Please pick out every line in the entries below that contains the string "jeans", matching case exactly.

↓↓↓

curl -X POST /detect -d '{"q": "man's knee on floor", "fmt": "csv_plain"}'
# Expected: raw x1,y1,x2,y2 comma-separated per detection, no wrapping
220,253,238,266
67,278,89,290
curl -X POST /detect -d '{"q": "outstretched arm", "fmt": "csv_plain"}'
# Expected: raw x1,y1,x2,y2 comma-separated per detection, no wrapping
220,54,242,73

↑↑↑
↓↓↓

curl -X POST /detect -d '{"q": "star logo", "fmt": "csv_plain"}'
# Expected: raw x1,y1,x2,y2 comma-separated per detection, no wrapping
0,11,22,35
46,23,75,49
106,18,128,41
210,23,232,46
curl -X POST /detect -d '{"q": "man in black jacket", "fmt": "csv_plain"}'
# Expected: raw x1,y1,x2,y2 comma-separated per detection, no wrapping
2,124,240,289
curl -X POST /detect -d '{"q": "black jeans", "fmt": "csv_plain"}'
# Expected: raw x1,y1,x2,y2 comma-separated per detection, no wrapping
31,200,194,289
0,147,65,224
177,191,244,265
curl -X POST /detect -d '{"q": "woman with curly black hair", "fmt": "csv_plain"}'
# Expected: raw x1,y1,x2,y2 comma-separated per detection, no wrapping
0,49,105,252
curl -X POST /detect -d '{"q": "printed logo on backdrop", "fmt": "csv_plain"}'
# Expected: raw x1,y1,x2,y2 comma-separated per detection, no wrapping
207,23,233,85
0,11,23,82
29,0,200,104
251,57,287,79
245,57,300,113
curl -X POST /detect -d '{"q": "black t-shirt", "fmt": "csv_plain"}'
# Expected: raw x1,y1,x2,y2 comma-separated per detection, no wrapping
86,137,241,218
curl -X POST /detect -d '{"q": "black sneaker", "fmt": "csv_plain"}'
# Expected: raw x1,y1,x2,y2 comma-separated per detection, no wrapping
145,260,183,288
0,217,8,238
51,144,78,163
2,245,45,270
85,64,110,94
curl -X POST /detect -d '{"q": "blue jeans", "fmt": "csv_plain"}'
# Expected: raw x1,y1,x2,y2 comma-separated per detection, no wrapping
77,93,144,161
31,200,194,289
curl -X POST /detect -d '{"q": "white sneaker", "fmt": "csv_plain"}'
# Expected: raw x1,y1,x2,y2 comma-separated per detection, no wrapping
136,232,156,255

↑↑↑
↓↓↓

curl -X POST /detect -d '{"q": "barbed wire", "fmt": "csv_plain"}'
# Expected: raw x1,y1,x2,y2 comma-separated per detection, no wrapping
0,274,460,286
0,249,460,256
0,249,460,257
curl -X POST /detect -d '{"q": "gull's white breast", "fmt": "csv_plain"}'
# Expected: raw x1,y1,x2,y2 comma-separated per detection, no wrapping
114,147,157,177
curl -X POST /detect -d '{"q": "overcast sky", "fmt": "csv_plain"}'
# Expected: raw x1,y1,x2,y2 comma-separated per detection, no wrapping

↑↑↑

_Task result:_
curl -X POST /detect -d '{"q": "black jeans", "fmt": "csv_plain"}'
curl -X POST /detect -d '{"q": "blue jeans", "fmt": "csv_plain"}'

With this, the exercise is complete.